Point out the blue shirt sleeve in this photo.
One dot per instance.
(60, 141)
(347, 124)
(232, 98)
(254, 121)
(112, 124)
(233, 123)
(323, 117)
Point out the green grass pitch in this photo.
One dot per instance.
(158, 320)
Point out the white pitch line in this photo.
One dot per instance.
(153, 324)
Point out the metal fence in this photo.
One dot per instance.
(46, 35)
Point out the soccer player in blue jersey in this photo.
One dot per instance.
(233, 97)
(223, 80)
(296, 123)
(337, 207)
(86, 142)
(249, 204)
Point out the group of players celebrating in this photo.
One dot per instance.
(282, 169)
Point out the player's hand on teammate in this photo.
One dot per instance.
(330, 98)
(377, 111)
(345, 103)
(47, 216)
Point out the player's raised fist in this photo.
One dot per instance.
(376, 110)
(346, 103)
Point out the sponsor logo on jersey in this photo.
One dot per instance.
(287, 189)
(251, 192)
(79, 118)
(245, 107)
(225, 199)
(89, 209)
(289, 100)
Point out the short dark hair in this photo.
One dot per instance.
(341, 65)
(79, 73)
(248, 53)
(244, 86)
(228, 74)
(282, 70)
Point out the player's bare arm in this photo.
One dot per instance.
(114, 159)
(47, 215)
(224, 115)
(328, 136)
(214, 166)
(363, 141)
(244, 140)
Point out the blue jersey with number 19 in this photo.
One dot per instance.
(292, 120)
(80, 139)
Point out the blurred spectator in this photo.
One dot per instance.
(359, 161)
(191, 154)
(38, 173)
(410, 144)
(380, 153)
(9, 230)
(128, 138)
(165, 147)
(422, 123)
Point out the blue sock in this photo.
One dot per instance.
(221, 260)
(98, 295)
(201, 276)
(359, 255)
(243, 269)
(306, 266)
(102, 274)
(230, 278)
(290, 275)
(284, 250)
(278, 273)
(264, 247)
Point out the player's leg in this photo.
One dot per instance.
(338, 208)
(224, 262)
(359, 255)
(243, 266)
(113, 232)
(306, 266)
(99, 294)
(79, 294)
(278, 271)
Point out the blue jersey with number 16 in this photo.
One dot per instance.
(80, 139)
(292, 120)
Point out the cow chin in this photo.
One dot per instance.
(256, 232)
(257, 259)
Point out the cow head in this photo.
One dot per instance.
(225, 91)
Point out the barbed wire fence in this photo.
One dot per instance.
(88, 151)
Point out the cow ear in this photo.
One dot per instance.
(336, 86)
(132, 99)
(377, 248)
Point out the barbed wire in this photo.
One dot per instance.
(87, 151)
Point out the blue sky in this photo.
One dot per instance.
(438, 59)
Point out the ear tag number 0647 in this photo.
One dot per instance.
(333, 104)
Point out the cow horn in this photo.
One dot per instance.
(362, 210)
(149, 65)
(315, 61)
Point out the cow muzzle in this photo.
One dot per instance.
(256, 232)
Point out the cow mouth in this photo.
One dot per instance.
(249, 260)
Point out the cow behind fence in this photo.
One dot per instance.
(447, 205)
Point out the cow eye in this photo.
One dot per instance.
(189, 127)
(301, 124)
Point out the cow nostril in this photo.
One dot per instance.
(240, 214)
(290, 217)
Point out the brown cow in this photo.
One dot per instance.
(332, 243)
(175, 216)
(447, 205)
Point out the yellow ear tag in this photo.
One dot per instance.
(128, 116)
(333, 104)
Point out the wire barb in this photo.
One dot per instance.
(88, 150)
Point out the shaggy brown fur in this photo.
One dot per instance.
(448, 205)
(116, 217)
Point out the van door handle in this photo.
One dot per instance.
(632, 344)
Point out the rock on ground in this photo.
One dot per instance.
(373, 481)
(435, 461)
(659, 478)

- - - - - - -

» **What is expected**: Show each line of the material that includes the string "jersey" by copying it.

» **Written answer**:
Point out the soccer player in blue jersey in this photo.
Point out the sponsor logo on jersey in this photo.
Point out the blue jersey with number 19 in this photo.
Point out the blue jersey with number 16 in this photo.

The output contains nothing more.